> _REQUIRED WORK_
Copy the rows in the stretch from the line containing "Please inspect the image above and tell me where the draped" through the line containing "[0,632,61,722]", substituting "located" for "positioned" and leaving all else unchanged.

— START SUPPLIED DATA —

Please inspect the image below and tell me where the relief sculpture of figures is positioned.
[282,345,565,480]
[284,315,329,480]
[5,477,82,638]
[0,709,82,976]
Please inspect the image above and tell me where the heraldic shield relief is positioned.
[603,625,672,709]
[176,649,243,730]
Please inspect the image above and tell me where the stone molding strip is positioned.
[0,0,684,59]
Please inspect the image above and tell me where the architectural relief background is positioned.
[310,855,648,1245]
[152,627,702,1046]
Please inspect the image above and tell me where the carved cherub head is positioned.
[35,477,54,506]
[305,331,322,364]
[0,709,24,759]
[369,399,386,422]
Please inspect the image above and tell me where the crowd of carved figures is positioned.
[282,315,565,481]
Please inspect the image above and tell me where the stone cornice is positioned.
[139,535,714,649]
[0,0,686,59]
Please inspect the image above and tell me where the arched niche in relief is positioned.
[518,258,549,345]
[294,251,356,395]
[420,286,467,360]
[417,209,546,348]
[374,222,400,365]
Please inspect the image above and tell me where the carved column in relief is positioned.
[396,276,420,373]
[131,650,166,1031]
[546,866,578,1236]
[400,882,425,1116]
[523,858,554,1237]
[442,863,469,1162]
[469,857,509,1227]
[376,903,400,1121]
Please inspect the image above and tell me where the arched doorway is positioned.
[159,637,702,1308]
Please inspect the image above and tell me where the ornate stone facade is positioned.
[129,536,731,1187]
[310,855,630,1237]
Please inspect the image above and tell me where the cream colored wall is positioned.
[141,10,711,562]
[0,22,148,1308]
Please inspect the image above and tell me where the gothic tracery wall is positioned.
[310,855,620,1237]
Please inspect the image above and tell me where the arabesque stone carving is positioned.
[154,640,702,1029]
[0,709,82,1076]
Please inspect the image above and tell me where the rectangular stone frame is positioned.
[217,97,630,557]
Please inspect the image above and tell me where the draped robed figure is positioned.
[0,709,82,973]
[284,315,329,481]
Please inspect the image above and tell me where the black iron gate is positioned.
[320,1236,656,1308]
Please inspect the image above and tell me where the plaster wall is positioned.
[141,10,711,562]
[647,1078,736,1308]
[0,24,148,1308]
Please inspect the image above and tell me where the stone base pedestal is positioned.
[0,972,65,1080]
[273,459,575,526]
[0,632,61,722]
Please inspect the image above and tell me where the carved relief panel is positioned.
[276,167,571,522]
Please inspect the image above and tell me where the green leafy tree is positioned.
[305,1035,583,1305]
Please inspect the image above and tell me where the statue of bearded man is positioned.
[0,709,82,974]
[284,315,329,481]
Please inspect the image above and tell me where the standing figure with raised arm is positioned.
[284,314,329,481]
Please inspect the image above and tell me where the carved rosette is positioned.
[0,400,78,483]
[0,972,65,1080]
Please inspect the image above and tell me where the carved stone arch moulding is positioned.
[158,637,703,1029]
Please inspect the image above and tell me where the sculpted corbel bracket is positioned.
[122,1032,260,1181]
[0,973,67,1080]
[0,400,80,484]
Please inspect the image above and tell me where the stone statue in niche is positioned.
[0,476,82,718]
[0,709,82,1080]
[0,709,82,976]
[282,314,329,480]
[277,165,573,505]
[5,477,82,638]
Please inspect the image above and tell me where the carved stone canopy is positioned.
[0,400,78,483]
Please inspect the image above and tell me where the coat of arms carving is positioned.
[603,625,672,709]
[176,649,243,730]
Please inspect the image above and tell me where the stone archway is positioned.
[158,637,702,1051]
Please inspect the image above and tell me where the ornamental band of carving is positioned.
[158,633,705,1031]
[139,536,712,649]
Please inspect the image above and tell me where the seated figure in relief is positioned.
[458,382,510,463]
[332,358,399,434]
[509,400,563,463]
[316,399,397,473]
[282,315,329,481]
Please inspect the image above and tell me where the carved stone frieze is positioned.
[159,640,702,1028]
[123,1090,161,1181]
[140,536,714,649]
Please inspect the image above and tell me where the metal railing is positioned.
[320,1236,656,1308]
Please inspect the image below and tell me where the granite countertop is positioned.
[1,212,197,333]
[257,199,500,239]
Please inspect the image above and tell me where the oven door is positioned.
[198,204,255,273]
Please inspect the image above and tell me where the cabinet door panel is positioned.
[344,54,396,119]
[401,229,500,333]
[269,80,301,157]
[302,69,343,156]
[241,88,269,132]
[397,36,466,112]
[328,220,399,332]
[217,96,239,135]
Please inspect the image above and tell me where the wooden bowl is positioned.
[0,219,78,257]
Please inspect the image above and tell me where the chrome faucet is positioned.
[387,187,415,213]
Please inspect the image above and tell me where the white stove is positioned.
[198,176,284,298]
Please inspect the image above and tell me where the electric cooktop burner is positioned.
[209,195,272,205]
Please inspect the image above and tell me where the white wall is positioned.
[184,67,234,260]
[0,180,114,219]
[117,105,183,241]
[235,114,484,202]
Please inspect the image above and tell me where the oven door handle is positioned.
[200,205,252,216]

— END SUPPLIED DATA —

> _TASK RESPONSE_
Please inspect the image above and tell me where the draped robed figure is located.
[0,709,82,973]
[284,315,329,481]
Please inspect the image above and tell me where the black iron gate is located.
[320,1236,656,1308]
Please inspect the image above and tell me where the plaster wall is located.
[141,10,711,562]
[647,1078,736,1308]
[0,24,148,1308]
Please inspect the image above and tell me where the stone base pedestal is located.
[0,972,65,1080]
[273,459,575,526]
[0,632,61,722]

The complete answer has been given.